_Entries supplied:_
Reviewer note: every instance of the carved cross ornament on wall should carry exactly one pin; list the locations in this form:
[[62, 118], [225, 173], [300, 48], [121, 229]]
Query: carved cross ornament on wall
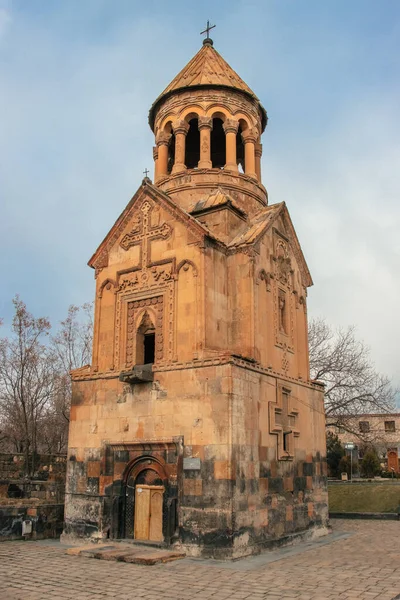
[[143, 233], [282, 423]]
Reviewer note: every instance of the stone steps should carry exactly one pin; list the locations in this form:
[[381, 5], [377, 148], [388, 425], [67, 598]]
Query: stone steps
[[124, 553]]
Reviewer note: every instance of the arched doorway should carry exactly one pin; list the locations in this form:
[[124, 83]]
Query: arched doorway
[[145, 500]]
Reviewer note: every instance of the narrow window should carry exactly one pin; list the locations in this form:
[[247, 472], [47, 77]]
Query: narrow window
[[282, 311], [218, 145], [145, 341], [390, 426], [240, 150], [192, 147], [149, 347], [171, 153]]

...

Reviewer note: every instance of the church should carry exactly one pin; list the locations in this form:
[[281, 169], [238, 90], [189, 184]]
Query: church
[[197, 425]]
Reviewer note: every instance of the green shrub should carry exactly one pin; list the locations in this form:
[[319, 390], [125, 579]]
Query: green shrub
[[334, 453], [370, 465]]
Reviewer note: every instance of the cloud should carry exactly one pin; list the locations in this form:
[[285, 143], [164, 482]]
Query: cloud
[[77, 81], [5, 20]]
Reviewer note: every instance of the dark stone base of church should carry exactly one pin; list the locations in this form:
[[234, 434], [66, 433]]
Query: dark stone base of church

_Your task:_
Starting at the line that contains "Reviewer note: every instance of the cloud" and ending at the line that contains "[[77, 81], [5, 20]]", recast those lines of the records as a numbered list, with both end lines included and any blank lines omitted.

_Answer to this exercise:_
1. Reviewer note: every instance of the cloud should carry exactly one pin; list the locations in this form:
2. [[285, 143], [164, 482]]
3. Query: cloud
4. [[77, 81], [5, 20]]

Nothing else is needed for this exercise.